• PROBLEM DETAILS: According to the text on employer health care costs, what median cost increase do U.S. employers project for 2025 in the IFEBP survey?

• GIVEN TEXT:
Inflation, GLP-1 drugs, and catastrophic medical claims will push employer health care costs significantly higher next year, according to new projections.
Two new reports found that employers’ health care costs will rise between 8% and 9% in 2025 if organizations don’t find ways to reduce spending.
The average cost of employer-sponsored health care coverage in the U.S. is expected to increase by 9% in 2025, surpassing $16,000 per employee, according to an analysis from Aon. That’s significantly higher than the 6.4% increase in health care budgets that employers experienced from 2023 to 2024, with an average cost of $14,823 per employee after cost-saving strategies. Employers bore the brunt of the expense in 2024, paying $11,956 versus the $2,867 average that employees paid, according to Aon’s analysis of its Health Value Initiative database, which captures information for more than 950 U.S. employers representing approximately 6.7 million employees.
Meanwhile, a survey from the International Foundation of Employee Benefit Plans (IFEBP) predicted a slightly lower—but still high—increase for 2025, finding that U.S. employers project a median health care plan cost increase of 8%. This is an increase over similar surveys conducted in 2022 and 2023, which projected a 7% rise, according to the nonpartisan group with more than 31,000 members.

• DATA EXTRACT:

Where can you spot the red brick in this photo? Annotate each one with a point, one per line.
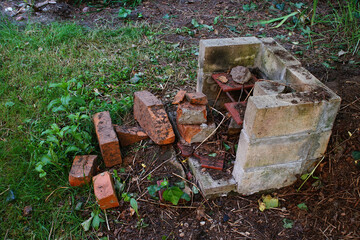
(104, 191)
(188, 113)
(109, 144)
(129, 135)
(197, 98)
(186, 150)
(82, 170)
(179, 97)
(210, 162)
(150, 113)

• SOLUTION FOR THIS PROBLEM: 8%